[THE DATA — start]

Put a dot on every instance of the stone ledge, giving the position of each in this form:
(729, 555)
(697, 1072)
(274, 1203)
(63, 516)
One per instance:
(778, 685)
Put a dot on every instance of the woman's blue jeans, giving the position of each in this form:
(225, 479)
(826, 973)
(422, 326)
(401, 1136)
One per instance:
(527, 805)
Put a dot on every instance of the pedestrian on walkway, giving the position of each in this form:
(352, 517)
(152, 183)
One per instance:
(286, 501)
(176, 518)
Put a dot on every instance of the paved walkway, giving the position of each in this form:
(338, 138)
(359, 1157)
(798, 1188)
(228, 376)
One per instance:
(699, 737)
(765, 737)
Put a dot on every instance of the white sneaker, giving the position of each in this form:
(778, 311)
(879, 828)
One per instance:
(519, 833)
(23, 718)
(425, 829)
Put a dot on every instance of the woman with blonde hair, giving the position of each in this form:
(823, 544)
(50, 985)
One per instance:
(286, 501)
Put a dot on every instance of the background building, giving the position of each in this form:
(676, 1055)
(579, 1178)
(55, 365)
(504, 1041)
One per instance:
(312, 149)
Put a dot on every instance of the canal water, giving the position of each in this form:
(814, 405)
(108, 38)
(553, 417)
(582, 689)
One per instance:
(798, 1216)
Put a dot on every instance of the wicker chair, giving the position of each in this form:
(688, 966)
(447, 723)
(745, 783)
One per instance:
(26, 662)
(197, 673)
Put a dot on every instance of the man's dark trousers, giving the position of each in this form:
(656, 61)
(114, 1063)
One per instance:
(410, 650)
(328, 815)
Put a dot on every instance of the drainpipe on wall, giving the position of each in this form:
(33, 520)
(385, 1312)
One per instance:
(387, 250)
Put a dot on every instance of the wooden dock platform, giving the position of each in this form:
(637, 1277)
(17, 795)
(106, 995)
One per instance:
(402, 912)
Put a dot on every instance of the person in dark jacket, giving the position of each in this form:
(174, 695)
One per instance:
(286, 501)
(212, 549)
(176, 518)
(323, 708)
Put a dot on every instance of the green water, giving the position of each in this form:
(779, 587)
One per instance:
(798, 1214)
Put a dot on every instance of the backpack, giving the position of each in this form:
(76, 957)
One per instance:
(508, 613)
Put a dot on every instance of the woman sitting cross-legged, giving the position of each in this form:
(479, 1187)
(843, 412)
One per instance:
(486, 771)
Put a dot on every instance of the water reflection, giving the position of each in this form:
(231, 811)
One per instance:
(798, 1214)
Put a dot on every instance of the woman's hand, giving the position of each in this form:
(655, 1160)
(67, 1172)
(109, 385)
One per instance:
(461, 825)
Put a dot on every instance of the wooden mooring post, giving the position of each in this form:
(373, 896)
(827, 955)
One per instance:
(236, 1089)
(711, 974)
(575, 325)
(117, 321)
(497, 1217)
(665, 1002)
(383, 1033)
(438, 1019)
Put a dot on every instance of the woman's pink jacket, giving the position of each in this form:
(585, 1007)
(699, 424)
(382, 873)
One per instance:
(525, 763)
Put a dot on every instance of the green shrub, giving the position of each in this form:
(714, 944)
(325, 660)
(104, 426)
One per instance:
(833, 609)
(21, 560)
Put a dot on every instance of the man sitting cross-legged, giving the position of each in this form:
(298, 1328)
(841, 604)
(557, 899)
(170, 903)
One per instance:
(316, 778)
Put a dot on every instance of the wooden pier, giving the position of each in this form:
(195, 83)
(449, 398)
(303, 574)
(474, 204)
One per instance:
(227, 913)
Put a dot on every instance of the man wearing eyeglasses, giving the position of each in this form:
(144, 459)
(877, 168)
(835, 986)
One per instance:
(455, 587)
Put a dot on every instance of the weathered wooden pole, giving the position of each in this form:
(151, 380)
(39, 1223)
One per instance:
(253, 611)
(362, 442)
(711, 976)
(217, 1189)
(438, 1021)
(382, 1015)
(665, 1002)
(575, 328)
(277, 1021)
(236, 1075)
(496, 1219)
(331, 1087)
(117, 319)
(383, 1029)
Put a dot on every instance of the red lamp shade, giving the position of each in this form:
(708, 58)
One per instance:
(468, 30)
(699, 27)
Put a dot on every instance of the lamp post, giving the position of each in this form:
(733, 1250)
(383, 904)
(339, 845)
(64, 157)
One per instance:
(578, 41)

[THE DATA — finish]

ASSIGNMENT ▸ A single number is expected: how many lines in the records contain the string "water".

EXPECTED ANSWER ▸ 3